# Set problem:
Pull out every line of the entries below that contains the string "lamp". Matching is case-sensitive.

************

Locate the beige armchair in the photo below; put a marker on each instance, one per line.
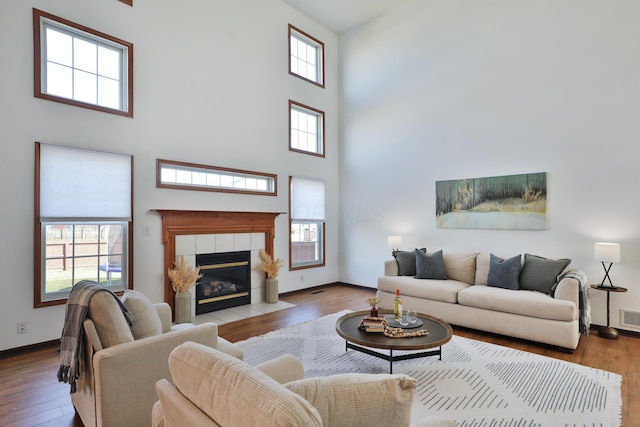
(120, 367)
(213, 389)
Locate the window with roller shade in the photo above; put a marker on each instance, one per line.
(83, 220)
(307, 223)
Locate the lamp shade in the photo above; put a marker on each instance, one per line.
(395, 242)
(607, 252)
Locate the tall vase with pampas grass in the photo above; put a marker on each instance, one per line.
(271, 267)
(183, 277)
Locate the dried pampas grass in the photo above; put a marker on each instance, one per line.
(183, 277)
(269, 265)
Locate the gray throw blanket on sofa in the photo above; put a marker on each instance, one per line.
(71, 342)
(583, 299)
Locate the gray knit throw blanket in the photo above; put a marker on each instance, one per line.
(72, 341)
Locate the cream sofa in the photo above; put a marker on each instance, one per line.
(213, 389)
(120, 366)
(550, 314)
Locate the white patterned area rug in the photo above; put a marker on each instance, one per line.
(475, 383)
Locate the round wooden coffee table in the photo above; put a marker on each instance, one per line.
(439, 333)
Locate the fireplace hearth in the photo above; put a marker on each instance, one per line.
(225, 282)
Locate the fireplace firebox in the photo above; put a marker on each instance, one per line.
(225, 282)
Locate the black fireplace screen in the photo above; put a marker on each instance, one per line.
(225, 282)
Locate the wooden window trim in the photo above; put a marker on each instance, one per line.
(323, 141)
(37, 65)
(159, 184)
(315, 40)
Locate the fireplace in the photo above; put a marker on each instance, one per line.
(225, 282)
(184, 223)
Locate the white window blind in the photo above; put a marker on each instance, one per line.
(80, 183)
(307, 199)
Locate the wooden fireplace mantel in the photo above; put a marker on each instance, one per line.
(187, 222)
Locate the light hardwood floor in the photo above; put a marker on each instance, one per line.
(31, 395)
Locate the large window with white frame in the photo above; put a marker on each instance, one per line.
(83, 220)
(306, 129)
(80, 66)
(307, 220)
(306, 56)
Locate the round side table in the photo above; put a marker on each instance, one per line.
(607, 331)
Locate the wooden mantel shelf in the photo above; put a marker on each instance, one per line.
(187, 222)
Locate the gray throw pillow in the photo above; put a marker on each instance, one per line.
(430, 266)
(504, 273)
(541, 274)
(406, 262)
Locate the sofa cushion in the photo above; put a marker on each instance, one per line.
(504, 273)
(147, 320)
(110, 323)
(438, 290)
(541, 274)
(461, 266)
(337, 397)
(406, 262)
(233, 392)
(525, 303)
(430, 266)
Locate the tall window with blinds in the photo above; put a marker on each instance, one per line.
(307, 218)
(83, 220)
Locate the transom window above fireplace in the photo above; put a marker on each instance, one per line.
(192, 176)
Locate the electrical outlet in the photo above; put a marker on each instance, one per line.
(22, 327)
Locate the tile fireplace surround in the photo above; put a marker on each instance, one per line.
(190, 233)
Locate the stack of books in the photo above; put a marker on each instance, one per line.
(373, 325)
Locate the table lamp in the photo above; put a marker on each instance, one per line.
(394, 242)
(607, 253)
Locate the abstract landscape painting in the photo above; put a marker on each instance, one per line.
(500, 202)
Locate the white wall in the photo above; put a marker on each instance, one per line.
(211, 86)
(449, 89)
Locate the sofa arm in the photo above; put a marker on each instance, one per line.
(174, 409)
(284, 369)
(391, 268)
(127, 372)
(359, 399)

************

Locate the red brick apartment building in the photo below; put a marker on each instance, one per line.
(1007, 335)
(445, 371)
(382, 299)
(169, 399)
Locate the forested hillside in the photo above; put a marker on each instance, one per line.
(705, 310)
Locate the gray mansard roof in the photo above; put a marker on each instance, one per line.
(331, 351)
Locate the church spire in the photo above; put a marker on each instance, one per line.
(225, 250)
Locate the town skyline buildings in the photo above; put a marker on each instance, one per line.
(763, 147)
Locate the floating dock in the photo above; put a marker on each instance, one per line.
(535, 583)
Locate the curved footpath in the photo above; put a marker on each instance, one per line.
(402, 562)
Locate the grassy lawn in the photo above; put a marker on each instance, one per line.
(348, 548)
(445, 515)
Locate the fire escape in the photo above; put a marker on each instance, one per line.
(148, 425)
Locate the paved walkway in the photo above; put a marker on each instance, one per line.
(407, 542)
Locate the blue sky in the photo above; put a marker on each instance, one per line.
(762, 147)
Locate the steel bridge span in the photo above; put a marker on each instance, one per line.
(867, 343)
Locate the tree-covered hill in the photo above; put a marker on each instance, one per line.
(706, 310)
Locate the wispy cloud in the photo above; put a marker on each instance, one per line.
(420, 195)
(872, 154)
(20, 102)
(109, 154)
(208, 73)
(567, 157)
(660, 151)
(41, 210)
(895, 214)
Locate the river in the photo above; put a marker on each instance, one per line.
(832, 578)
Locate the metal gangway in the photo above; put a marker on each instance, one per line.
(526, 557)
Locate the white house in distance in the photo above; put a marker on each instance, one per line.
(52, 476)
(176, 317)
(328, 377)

************

# Exercise answer:
Locate the lamp shade in the photo above; put a marker on each instance, one per line.
Locate the table lamp in the photo above; put a marker on each instance, one per line.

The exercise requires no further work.